▸ WORK TO BE COMPLETED:
In the records below, rewrite every line of the part that opens with the line containing "the wing flap" and closes with the line containing "left=251, top=127, right=378, bottom=218", requests included. Scale each coordinate in the answers by 0.45 and round to whole numbers, halves up, but leave the requests and their format samples unchanged.

Detection annotation records
§

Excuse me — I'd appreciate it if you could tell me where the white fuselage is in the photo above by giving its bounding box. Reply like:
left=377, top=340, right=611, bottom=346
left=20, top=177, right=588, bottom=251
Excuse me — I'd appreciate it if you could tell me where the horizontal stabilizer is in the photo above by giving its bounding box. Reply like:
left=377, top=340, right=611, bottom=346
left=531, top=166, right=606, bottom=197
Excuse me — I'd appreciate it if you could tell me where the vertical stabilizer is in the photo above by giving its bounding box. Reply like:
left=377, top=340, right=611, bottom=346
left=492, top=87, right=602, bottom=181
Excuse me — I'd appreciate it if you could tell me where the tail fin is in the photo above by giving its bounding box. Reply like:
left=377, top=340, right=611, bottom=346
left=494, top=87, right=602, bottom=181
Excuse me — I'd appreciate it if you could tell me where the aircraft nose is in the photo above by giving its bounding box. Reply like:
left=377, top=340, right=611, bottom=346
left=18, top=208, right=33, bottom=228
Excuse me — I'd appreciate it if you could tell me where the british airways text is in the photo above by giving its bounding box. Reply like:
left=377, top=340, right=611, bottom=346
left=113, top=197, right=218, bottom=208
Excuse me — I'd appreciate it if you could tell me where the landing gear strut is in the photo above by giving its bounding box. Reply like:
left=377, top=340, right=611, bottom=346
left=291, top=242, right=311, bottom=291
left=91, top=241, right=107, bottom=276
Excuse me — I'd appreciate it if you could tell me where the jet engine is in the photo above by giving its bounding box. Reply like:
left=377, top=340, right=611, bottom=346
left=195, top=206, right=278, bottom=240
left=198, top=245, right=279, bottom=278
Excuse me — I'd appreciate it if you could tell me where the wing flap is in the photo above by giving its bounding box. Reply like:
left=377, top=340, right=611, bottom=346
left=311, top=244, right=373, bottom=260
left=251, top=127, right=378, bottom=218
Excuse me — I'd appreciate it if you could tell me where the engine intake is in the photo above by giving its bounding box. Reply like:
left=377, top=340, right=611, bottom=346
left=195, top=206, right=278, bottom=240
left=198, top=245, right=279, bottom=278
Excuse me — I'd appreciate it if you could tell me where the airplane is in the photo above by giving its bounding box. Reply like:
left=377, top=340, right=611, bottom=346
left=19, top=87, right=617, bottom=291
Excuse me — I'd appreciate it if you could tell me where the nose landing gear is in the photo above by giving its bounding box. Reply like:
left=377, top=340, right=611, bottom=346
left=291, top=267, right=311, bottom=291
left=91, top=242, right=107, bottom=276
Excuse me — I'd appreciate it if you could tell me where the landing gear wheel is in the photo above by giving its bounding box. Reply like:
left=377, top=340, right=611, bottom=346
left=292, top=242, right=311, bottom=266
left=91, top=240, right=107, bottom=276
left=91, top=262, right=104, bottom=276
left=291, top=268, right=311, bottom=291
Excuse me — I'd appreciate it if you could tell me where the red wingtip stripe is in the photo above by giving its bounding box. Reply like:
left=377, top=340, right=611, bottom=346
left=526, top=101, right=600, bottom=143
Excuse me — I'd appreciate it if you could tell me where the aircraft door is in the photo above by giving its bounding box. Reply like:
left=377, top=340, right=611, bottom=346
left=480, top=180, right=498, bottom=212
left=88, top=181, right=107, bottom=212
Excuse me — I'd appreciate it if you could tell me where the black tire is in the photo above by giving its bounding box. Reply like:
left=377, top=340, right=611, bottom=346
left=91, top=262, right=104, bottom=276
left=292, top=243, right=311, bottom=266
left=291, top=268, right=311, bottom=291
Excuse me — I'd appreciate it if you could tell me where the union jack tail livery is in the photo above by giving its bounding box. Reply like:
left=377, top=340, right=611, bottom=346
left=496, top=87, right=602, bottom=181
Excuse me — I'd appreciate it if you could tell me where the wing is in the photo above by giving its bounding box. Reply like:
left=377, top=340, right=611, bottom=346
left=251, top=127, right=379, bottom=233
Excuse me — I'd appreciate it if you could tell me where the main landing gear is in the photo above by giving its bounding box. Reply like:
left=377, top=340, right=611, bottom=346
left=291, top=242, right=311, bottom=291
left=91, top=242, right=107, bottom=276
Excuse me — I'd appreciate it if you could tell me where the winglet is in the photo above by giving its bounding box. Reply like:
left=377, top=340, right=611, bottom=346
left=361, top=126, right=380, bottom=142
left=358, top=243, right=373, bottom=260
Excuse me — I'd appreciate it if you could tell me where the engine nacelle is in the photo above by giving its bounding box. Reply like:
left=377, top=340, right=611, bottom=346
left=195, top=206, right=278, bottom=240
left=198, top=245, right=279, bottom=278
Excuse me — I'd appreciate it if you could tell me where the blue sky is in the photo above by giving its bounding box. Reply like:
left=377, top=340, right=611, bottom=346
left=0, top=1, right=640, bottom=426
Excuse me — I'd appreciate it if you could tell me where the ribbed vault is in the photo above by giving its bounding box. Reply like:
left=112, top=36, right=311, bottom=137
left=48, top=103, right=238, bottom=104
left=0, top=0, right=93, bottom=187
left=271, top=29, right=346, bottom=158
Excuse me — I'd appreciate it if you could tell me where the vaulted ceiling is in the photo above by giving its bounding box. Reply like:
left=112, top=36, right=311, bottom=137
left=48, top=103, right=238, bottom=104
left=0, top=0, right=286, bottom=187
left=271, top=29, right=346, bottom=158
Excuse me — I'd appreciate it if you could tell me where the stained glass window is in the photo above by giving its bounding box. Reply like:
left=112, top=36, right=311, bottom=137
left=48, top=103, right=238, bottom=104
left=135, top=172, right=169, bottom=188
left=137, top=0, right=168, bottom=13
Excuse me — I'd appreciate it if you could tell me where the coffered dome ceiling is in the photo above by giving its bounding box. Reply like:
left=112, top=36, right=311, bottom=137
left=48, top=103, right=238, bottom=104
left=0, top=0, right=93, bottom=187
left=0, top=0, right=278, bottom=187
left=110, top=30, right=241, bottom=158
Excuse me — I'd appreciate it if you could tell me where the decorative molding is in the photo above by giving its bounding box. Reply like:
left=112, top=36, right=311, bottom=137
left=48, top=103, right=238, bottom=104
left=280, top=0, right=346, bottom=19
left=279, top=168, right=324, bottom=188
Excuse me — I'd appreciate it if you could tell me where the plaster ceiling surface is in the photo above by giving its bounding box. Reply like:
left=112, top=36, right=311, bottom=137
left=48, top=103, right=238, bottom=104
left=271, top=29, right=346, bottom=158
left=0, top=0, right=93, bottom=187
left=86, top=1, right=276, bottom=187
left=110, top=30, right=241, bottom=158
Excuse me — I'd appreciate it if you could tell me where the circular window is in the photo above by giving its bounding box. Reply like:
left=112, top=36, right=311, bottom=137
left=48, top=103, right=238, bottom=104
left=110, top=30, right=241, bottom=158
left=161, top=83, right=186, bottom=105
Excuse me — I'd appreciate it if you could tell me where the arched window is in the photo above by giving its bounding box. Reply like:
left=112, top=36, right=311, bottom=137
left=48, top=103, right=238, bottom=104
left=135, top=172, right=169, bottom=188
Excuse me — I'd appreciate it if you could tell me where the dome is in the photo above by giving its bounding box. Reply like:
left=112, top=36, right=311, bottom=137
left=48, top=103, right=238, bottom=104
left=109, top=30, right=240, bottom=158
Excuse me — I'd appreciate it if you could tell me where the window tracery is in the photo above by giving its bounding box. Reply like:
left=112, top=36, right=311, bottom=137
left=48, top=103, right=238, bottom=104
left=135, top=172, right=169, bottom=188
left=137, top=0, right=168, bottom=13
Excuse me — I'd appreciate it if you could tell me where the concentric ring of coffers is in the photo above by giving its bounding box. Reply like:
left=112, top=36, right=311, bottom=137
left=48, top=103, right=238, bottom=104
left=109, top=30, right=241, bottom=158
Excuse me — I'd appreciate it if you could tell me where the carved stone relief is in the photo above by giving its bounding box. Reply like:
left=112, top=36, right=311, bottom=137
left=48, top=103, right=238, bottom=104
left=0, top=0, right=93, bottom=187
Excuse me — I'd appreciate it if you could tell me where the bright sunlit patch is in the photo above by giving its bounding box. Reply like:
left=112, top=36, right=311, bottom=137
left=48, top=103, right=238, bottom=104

§

▸ EXPECTED OUTPUT:
Excuse me — I'd appreciate it if you could tell me where the wing flap is in the photo above by giving its bounding box. Reply like:
left=377, top=340, right=611, bottom=346
left=140, top=110, right=168, bottom=117
left=113, top=57, right=170, bottom=98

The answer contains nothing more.